===== Material provided =====

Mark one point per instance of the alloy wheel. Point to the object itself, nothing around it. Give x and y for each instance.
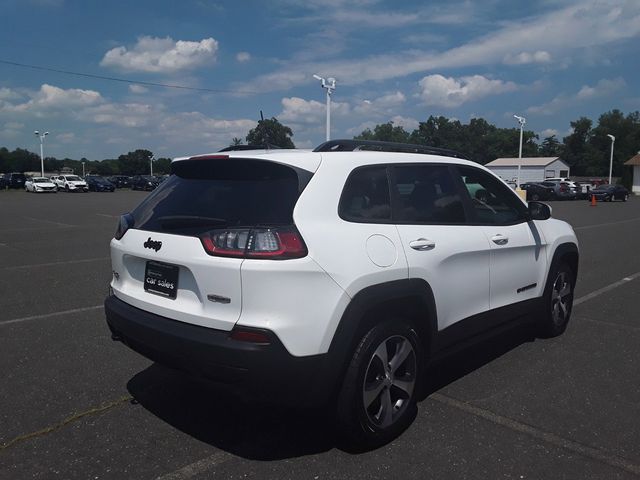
(389, 381)
(561, 299)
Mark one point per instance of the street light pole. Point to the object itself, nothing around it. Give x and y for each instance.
(330, 85)
(37, 133)
(521, 121)
(613, 140)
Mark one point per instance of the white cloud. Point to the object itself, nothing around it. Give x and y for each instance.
(50, 98)
(524, 58)
(561, 33)
(299, 110)
(138, 89)
(408, 123)
(8, 94)
(437, 90)
(67, 137)
(603, 88)
(162, 55)
(385, 105)
(243, 57)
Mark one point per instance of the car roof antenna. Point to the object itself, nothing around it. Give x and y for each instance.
(264, 132)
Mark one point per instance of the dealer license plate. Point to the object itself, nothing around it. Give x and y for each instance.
(161, 279)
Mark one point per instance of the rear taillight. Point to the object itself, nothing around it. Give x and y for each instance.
(124, 223)
(271, 243)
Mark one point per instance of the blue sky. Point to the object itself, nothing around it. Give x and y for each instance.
(551, 61)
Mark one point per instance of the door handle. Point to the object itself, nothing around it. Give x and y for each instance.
(500, 239)
(422, 244)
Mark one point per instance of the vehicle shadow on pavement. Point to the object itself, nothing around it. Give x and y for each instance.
(441, 373)
(214, 416)
(264, 432)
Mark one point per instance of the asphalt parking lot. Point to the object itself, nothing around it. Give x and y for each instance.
(74, 404)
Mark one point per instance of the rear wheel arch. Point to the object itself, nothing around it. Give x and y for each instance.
(411, 300)
(567, 253)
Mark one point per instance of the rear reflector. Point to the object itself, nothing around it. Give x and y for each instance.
(250, 336)
(271, 243)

=====

**Exercise objective:**
Exactly as written, give again every line from the one containing "Mark one point per instance of the dealer" through the last line of the material above, and no other lines.

**Solution below:**
Mark one point per instance of the dealer license plate. Point to the object itself, nothing around it. Give x and y for each instance.
(161, 279)
Mark one point per instance of the rear taillight. Point to the object itself, nothing around it. Give x and y for each instance.
(124, 223)
(271, 243)
Mark one point per instance of the blue sky. Point to the object itself, nothing around it. Give x and y for each instance.
(551, 61)
Mark one point per instance of the door handle. Point to the object itself, nothing around it. Give x and y for each instance.
(500, 239)
(422, 244)
Mark one point per instance of the vehicle shadow on pavement. Point to the object itself, nothing around it. Give x and y for each instance.
(441, 373)
(214, 416)
(264, 432)
Mark one point per instance of the asphalt parking lot. Point to the object itself, nothing around it. Give x and y for each instance.
(74, 404)
Mark one point per instance of the rear wheel arch. Point to the object itself, nothing around it. Give x and y for each instance.
(411, 300)
(567, 253)
Mark one point per instance of the rear reflector. Point to the object itself, nothing around it. Give x and y for each instance.
(250, 336)
(271, 243)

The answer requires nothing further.